═════ Material supplied

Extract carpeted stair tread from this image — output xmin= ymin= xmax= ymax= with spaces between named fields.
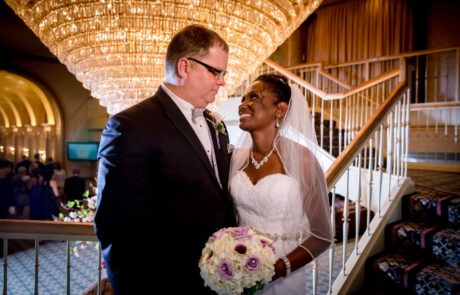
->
xmin=386 ymin=221 xmax=441 ymax=251
xmin=370 ymin=251 xmax=426 ymax=289
xmin=431 ymin=228 xmax=460 ymax=269
xmin=414 ymin=262 xmax=460 ymax=295
xmin=371 ymin=251 xmax=460 ymax=295
xmin=403 ymin=187 xmax=460 ymax=227
xmin=367 ymin=185 xmax=460 ymax=295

══════════

__Directions__: Reproduce the listing with "carpeted" swapped for "wooden" and every other word left as it stands. Omit the picture from your version.

__Written answer__:
Extract wooden stair tread from this image — output xmin= ymin= xmax= ymax= with spaces between named fields.
->
xmin=386 ymin=221 xmax=441 ymax=251
xmin=370 ymin=251 xmax=426 ymax=289
xmin=431 ymin=228 xmax=460 ymax=269
xmin=414 ymin=262 xmax=460 ymax=295
xmin=371 ymin=251 xmax=460 ymax=295
xmin=403 ymin=187 xmax=460 ymax=227
xmin=367 ymin=185 xmax=460 ymax=295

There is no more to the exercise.